PROMPT A: Can you copy, word for word, the part of the bioanalytical NMR text that opens with the words containing "Bioanalytical NMR on" and closes with "the cost issue."?
PROMPT B: Could you rewrite the paragraph of the bioanalytical NMR text that begins "Nuclear magnetic resonance (NMR) spectroscopy is" as a short bulleted list that keeps its main facts?

READING TEXT:
::::

Bioanalytical NMR on compact spectrometers

Laboratory of Chemical Physics, National Institute of Chemical Physics and Biophysics is advertising a PhD position in the development of applications for nuclear hyperpolarization in bioanalytical NMR. To date, NMR has been considered as an immensely useful tool in biochemical research. At the same time, NMR is also regarded insensitive and very expensive. These properties hinder development of new applications for NMR. We have demonstrated how parahydrogen sourced nuclear hyperpolarization can be used to increase NMR signals by orders of magnitude, resolving the sensitivity issue. During this PhD project the successful candidate will develop our hyperpolarization technology further towards lower field and more affordable NMR instruments, aiming to solve the cost issue.

Nuclear magnetic resonance (NMR) spectroscopy is a robust chemical analytical technique that is nondestructive, quantitative and not discriminative. It has found widespread use in a wide array of applications ranging from biochemistry to materials science. There are, however, two drawbacks that hinder NMR from being used in several potential applications: insensitivity and instrument cost.

::::

RECORDED INFORMATION:

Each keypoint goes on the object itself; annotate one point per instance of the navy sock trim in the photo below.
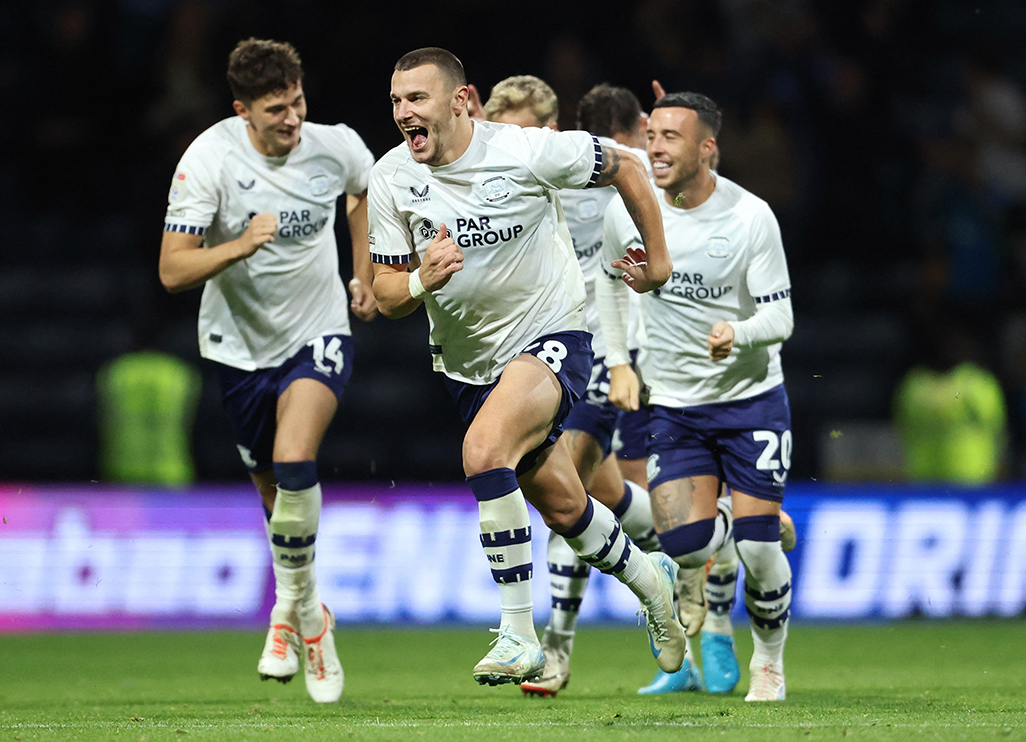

::::

WRITTEN RESPONSE A:
Bioanalytical NMR on compact spectrometers

Laboratory of Chemical Physics, National Institute of Chemical Physics and Biophysics is advertising a PhD position in the development of applications for nuclear hyperpolarization in bioanalytical NMR. To date, NMR has been considered as an immensely useful tool in biochemical research. At the same time, NMR is also regarded insensitive and very expensive. These properties hinder development of new applications for NMR. We have demonstrated how parahydrogen sourced nuclear hyperpolarization can be used to increase NMR signals by orders of magnitude, resolving the sensitivity issue. During this PhD project the successful candidate will develop our hyperpolarization technology further towards lower field and more affordable NMR instruments, aiming to solve the cost issue.

WRITTEN RESPONSE B:
- NMR spectroscopy is a robust chemical analytical technique: nondestructive, quantitative and not discriminative.
- It is widely used in applications ranging from biochemistry to materials science.
- Two drawbacks, insensitivity and instrument cost, keep it from being used in several potential applications.